Please render the material below as a JSON list of strings, one string per line, with blank lines left out. Omit the pictures from the list.

---------- INFORMATION GIVEN

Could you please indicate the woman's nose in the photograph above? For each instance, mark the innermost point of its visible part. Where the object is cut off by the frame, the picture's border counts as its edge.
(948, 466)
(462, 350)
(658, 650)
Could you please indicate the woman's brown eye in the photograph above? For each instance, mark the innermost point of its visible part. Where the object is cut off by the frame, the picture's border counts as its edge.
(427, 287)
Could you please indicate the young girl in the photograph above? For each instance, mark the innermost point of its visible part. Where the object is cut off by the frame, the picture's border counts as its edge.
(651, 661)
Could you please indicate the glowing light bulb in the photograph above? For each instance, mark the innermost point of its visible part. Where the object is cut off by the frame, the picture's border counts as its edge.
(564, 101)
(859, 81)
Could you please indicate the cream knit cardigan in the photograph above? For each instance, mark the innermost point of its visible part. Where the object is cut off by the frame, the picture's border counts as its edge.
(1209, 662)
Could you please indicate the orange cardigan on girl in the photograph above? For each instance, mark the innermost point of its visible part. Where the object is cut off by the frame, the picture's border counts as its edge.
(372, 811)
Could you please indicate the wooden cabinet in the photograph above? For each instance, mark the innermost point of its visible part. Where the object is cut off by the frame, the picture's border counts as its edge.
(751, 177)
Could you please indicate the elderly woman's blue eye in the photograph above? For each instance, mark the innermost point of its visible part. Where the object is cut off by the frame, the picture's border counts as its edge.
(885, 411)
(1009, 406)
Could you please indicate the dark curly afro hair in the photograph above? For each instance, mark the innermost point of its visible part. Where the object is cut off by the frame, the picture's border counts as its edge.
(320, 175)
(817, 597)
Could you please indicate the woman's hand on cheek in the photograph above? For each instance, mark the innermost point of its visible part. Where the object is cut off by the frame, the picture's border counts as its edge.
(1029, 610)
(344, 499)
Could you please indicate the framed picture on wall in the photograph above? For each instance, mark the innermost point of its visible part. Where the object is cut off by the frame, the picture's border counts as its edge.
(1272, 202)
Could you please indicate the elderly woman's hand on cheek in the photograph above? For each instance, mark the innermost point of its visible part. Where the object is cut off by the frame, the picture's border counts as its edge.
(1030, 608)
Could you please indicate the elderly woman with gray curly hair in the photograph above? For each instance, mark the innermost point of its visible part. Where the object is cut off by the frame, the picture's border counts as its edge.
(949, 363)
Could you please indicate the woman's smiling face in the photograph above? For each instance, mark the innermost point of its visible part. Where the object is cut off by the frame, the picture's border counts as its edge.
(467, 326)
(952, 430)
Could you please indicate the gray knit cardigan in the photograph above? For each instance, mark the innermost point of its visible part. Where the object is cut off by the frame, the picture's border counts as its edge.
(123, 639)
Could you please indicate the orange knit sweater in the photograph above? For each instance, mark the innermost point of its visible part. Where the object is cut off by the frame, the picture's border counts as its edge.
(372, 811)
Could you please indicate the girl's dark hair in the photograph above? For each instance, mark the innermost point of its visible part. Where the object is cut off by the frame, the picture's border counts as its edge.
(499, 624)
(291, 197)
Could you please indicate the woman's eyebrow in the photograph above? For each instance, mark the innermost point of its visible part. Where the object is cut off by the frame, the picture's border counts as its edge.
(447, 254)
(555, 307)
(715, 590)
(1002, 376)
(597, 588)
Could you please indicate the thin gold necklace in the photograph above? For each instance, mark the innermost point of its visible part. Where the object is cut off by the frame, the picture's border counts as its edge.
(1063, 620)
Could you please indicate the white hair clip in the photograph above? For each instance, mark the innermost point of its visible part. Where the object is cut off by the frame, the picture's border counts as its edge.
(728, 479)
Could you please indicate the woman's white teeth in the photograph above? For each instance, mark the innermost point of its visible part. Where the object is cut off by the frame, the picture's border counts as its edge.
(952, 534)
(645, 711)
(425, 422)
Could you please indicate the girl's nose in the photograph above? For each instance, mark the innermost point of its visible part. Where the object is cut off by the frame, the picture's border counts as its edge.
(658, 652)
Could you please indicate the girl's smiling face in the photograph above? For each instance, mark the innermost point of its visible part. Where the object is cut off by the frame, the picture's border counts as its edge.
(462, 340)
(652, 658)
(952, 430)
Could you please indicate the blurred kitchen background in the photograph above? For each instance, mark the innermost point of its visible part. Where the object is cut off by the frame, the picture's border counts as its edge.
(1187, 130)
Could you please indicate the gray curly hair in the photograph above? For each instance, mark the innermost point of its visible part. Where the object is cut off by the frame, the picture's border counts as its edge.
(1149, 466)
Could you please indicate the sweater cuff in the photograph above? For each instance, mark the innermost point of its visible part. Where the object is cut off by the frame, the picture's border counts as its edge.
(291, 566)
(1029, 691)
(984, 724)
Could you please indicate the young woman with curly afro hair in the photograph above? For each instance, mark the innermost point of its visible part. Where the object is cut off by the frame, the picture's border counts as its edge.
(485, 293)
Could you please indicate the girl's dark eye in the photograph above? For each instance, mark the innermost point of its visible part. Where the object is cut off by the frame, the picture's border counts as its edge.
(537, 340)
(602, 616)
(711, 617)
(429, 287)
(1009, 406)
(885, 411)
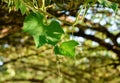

--------------------

RESULT FOR THIS TASK:
[
  "Could you please indicate the woman's nose in the photograph above? For each instance, mark the innermost point of its visible part. Where the object is cut off by the frame, the picture's border counts as its edge.",
  "(948, 466)",
  "(462, 350)",
  "(658, 650)",
  "Could you please indicate the woman's brown eye in the photograph above? For each instance, mark the innermost point of its visible part. Where the object is cut off by the frame, the picture's border counts as its edge.",
  "(427, 287)",
  "Could you please indicate the young girl in the photograph above? For each instance, mark the innermost point of its visible part. Where the object is cut off by the frame, the picture's border counts as its edge.",
  "(651, 661)",
  "Could you please indicate the glowing light bulb in the photograph above? For each instance, mark the innermost point of its visible part. Where the object is cut off by the frame, the picture's border counts as its edge.",
  "(564, 101)",
  "(859, 81)",
  "Could you please indicate the cream knit cardigan in the photograph above? For each instance, mark the innermost point of its visible part. Where the object is cut off by the frame, the picture's border counts as its edge.",
  "(1209, 662)",
  "Could you please indicate the orange cardigan on girl in the photograph above? For each instance, mark the innermost point of its visible part. Where the object is cut off by the frame, the picture's border counts as its edge.",
  "(372, 811)",
  "Could you please indicate the wooden cabinet in the photograph above? For each instance, mark the innermost point of its visible part. Where the object is cut off by the frame, the picture's border counts as its edge.",
  "(751, 177)",
  "Could you please indicate the elderly woman's blue eye in the photograph above? For each instance, mark the innermost point of its visible part. Where the object is cut off by the frame, the picture's border counts as its edge.",
  "(885, 411)",
  "(1009, 406)",
  "Could you please indicate the dark curly afro hair in the photograph above? For each instance, mark the innermost point of its visible part. Where the object is cut off by the frame, the picture's border counts as its edge.",
  "(320, 175)",
  "(817, 597)",
  "Could you please indicate the woman's hand on cheek in the photograph above? For each instance, mark the innermost point of its visible part. Where the object is cut off by the frame, the picture's border counts as its edge.",
  "(1029, 610)",
  "(344, 499)",
  "Could you please indicate the framed picture on wall in the photograph above? For each instance, mark the innermost point of its visible part. Where the object is cut off by the frame, the picture's border counts as its edge.",
  "(1272, 202)",
  "Could you please indicate the elderly woman's hand on cheek in the photograph above? For each instance, mark the innermost point of its visible part. Where the object is cut off by the frame, the picture's border counts as its edge.",
  "(1030, 608)",
  "Could you please indicate the elderly woman with gray curly hair in the photograph above? For each instance, mark the innermost point of its visible part. Where the object is cut off by the frame, the picture's border counts as its edge.",
  "(949, 363)",
  "Could you please indicate the woman's smiling face in the photograph above? For each instance, mark the innermost point of its visible part. Where the object is cut off by the frame, the picture's border counts as its edge.",
  "(467, 326)",
  "(952, 430)",
  "Could you please indicate the gray knit cardigan in the photograph above? For each instance, mark the innermost point of its visible part. Where the object is cut off by the frame, the picture's border counts as its edge.",
  "(123, 639)",
  "Could you please indicate the orange knit sweater in the photograph above? For each instance, mark the innermost point of its visible part. Where the object is cut off by the frame, the picture's border counts as its edge.",
  "(372, 811)",
  "Could you please indicate the girl's dark hair in the photograph above? For each instance, mark the innermost point of its visible part. Where the object is cut off by the frame, the picture's border counts as its edge.",
  "(499, 624)",
  "(291, 197)",
  "Could you please indicate the woman's eyebrow in the photograph above? For each instance, mark the innermost point of its visible part. Where the object is cut off by the frame, the picture's border counts as its edge.",
  "(447, 254)",
  "(555, 307)",
  "(715, 590)",
  "(1002, 376)",
  "(597, 588)",
  "Could you please indicate the thin gold necklace in the photograph above? For each instance, mark the innermost point of its visible part. Where the object is cut off by the frame, the picture's border counts as its edge.",
  "(1063, 620)",
  "Could you please indicate the white hair clip in the photograph above? For each instance, mark the innermost point of its visible part. Where the object is cut off by the frame, the picture's border counts as its edge.",
  "(728, 479)",
  "Could you please indicate the woman's white teeth in the photograph above? For each instance, mark the innermost point of its visible part. Where the object is cut off by the frame, the picture's border counts as its edge.",
  "(952, 534)",
  "(645, 711)",
  "(425, 422)",
  "Could you please indicate the girl's nose in the photograph above? For each instance, mark the innermost point of its visible part. Where the object is cut off by the frame, the picture's border counts as its edge.",
  "(658, 652)",
  "Could you please indicate the girl's smiling face in the photograph above? For each instance, mark the innermost point of its visible part. Where the object is cut off by the frame, the picture's border counts as its edge.",
  "(462, 340)",
  "(652, 658)",
  "(952, 430)",
  "Could you please indicate the blurred kitchen background in the photograph above? For each instance, mark the innermost point of its visible part. Where the object is cut off by the frame, the picture's border counts as its edge.",
  "(1187, 130)",
  "Could you please indicate the gray curly hair in the photograph above? For each instance, mark the innermost point of its visible part. Where the object is cut off by the frame, the picture's border counts as its edge.",
  "(1149, 466)",
  "Could you please indicate the sweater cuff in the photograph above? For each instance, mark the innermost point of its visible part. Where the object is cut off by the frame, the picture's border counts as its edge.",
  "(291, 566)",
  "(1029, 691)",
  "(984, 724)",
  "Could you please indicate the young woman with curly afro hair in the photograph above? For each instance, mark the innermost point of its visible part. Where the object is cut off by the frame, the picture's border counts as its edge.",
  "(485, 293)",
  "Could you please indicate the girl's dark eye in the photograph above? For each instance, mark the innermost point of its visible part. Where the object is cut off by the frame, the picture's border counts as its edge.",
  "(537, 340)",
  "(602, 616)",
  "(711, 617)",
  "(429, 287)",
  "(1009, 406)",
  "(885, 411)"
]